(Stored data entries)

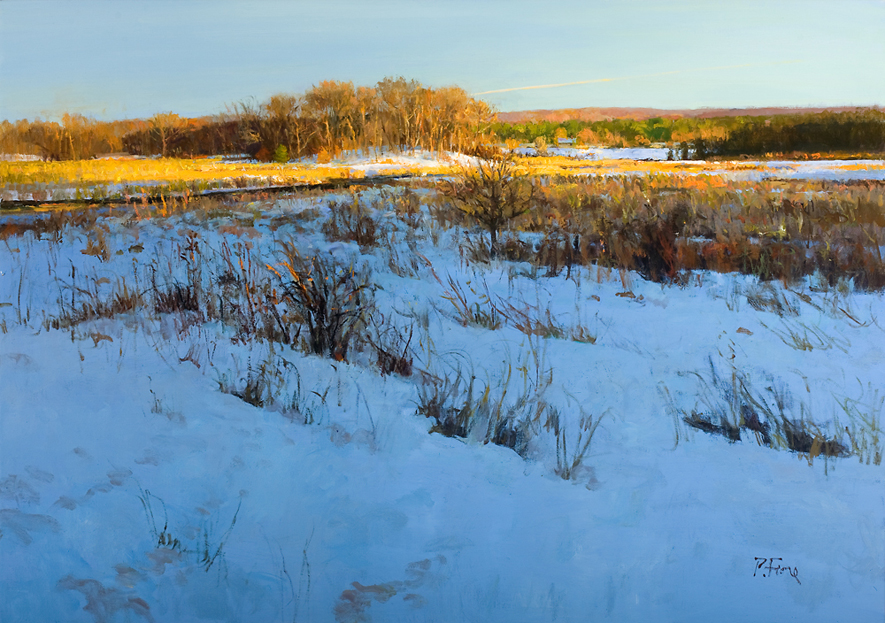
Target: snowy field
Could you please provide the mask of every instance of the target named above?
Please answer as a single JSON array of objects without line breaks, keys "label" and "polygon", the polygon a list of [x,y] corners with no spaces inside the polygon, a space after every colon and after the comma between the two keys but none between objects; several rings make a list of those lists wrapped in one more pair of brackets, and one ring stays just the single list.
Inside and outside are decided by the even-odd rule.
[{"label": "snowy field", "polygon": [[[362,247],[348,193],[4,235],[0,620],[883,620],[880,293],[474,262],[428,192]],[[346,361],[247,330],[286,241],[369,284]],[[744,408],[847,456],[685,421]]]}]

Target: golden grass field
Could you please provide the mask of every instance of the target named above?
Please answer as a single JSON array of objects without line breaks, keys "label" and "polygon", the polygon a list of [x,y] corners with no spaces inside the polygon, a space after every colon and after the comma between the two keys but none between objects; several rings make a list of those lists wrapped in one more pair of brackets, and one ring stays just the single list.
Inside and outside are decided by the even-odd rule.
[{"label": "golden grass field", "polygon": [[[727,184],[731,173],[773,173],[764,163],[577,160],[562,156],[518,158],[520,172],[531,175],[646,175],[706,178],[704,185]],[[840,163],[836,169],[883,169],[883,164]],[[367,176],[366,168],[372,173]],[[352,163],[225,162],[218,158],[120,158],[62,162],[0,162],[0,200],[99,199],[141,194],[200,194],[213,189],[315,185],[384,176],[455,173],[453,162],[381,159]]]}]

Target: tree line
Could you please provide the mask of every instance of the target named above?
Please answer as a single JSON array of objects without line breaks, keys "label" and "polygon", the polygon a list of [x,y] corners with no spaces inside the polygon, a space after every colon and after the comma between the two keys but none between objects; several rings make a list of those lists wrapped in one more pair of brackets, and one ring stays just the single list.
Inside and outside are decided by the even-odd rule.
[{"label": "tree line", "polygon": [[224,113],[184,118],[0,122],[0,153],[77,160],[127,152],[144,156],[246,154],[287,161],[331,158],[345,150],[475,151],[488,142],[494,120],[485,102],[459,87],[431,88],[385,78],[373,87],[324,81],[304,94],[243,101]]},{"label": "tree line", "polygon": [[585,145],[676,146],[697,157],[791,152],[885,152],[885,112],[796,113],[774,116],[569,120],[492,124],[501,140],[555,144],[570,137]]}]

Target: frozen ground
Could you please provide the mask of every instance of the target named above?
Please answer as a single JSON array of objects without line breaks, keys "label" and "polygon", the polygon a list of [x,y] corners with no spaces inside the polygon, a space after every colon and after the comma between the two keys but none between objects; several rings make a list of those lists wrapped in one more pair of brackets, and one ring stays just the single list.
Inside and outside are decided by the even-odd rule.
[{"label": "frozen ground", "polygon": [[[730,444],[674,415],[716,402],[711,365],[759,394],[781,388],[831,432],[881,413],[880,294],[548,278],[466,262],[463,232],[426,208],[412,234],[379,214],[393,234],[364,252],[319,233],[325,200],[246,209],[254,223],[103,221],[107,261],[76,229],[0,244],[0,620],[882,621],[881,465]],[[527,458],[428,434],[421,376],[382,377],[369,358],[274,349],[306,425],[219,391],[268,357],[224,327],[126,314],[42,326],[60,300],[135,272],[148,283],[151,265],[180,274],[188,240],[274,258],[288,236],[374,268],[378,309],[416,326],[416,367],[460,366],[492,393],[509,368],[513,395],[552,374],[544,400],[570,447],[582,415],[602,417],[573,477],[556,474],[543,429]],[[472,303],[487,287],[593,340],[462,326],[449,276]]]}]

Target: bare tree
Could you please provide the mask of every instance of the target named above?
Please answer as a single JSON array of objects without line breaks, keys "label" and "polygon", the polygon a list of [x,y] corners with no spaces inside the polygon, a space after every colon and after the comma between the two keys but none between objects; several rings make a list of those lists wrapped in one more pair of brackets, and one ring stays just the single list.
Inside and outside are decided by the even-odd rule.
[{"label": "bare tree", "polygon": [[513,157],[501,155],[465,167],[453,181],[442,185],[463,214],[476,219],[491,237],[492,257],[498,254],[498,232],[509,221],[528,212],[535,199],[535,184],[520,175]]}]

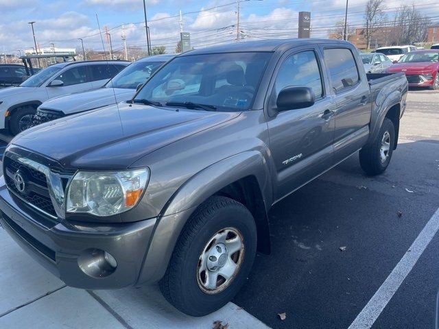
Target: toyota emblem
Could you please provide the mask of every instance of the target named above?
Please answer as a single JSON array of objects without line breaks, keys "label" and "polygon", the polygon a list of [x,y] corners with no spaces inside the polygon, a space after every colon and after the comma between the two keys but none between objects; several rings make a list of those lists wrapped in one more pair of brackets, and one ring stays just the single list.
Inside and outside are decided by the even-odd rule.
[{"label": "toyota emblem", "polygon": [[19,171],[17,171],[14,175],[14,184],[15,184],[15,187],[19,191],[19,192],[23,193],[25,191],[26,184],[25,183],[24,178]]}]

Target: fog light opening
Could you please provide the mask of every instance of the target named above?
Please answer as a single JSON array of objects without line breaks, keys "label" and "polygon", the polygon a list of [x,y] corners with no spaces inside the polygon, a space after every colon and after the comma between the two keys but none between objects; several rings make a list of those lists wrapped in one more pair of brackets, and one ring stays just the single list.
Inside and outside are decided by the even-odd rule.
[{"label": "fog light opening", "polygon": [[105,278],[112,274],[117,268],[113,256],[100,249],[87,249],[78,258],[78,265],[87,276]]}]

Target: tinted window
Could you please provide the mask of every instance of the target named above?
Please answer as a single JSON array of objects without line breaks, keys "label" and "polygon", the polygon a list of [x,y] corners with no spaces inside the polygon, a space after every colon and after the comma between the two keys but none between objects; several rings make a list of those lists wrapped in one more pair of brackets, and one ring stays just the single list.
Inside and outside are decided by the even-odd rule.
[{"label": "tinted window", "polygon": [[[121,65],[117,65],[121,66]],[[110,64],[99,64],[97,65],[90,65],[90,71],[91,72],[91,77],[90,81],[98,81],[104,80],[106,79],[111,79],[116,75],[120,71],[119,67],[116,67],[116,65],[112,65]],[[125,68],[126,66],[123,66]]]},{"label": "tinted window", "polygon": [[60,74],[55,80],[61,80],[64,82],[64,86],[84,84],[87,82],[85,66],[80,66],[69,69]]},{"label": "tinted window", "polygon": [[332,88],[336,92],[354,86],[359,80],[358,69],[349,49],[324,49],[324,61],[331,76]]},{"label": "tinted window", "polygon": [[10,77],[11,72],[9,71],[9,67],[0,67],[0,77]]},{"label": "tinted window", "polygon": [[311,87],[316,98],[322,97],[322,77],[313,51],[295,53],[282,63],[274,82],[276,95],[290,86]]}]

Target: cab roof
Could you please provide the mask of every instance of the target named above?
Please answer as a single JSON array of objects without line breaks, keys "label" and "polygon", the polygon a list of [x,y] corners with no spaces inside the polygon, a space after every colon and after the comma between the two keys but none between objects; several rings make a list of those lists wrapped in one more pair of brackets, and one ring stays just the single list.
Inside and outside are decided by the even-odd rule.
[{"label": "cab roof", "polygon": [[217,46],[208,47],[196,50],[191,50],[184,53],[180,56],[200,55],[216,53],[238,53],[244,51],[283,51],[295,47],[318,43],[344,45],[353,47],[351,42],[334,39],[314,39],[314,38],[295,38],[295,39],[276,39],[261,40],[257,41],[243,41],[241,42],[229,43]]}]

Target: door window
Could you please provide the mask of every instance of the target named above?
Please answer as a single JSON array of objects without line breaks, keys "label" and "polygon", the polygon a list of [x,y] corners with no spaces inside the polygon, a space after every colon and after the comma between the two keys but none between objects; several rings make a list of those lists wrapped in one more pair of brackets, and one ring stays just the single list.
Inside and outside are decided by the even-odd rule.
[{"label": "door window", "polygon": [[332,88],[336,93],[351,88],[359,80],[358,69],[351,50],[346,48],[324,49],[324,62],[329,70]]},{"label": "door window", "polygon": [[310,87],[316,99],[322,98],[322,77],[314,51],[295,53],[282,63],[274,82],[276,98],[282,89],[291,86]]},{"label": "door window", "polygon": [[69,69],[60,74],[55,80],[61,80],[64,82],[64,86],[84,84],[87,82],[85,66],[80,66]]}]

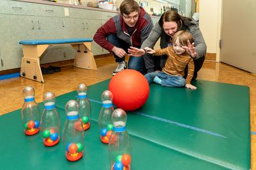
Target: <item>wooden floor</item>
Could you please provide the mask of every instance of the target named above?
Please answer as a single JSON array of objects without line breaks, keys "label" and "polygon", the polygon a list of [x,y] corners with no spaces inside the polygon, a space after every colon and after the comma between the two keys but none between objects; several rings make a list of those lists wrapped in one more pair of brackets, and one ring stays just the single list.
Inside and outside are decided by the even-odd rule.
[{"label": "wooden floor", "polygon": [[[0,81],[0,115],[22,106],[22,91],[26,86],[35,88],[36,101],[40,102],[43,94],[47,91],[59,96],[76,90],[79,83],[90,86],[112,77],[112,72],[116,66],[113,58],[109,55],[95,60],[97,71],[65,66],[61,68],[61,72],[44,75],[44,84],[20,77]],[[224,63],[205,61],[198,79],[249,86],[251,131],[256,132],[256,76]],[[256,170],[256,135],[251,137],[252,169]]]}]

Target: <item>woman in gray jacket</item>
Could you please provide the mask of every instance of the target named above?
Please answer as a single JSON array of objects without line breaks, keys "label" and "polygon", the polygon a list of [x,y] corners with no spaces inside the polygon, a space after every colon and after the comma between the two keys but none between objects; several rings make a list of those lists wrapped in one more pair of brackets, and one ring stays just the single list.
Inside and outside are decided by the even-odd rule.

Exercise directions >> Please count the lines in the listing above that contain the string "item", and reply with that number alone.

Task solution >> 2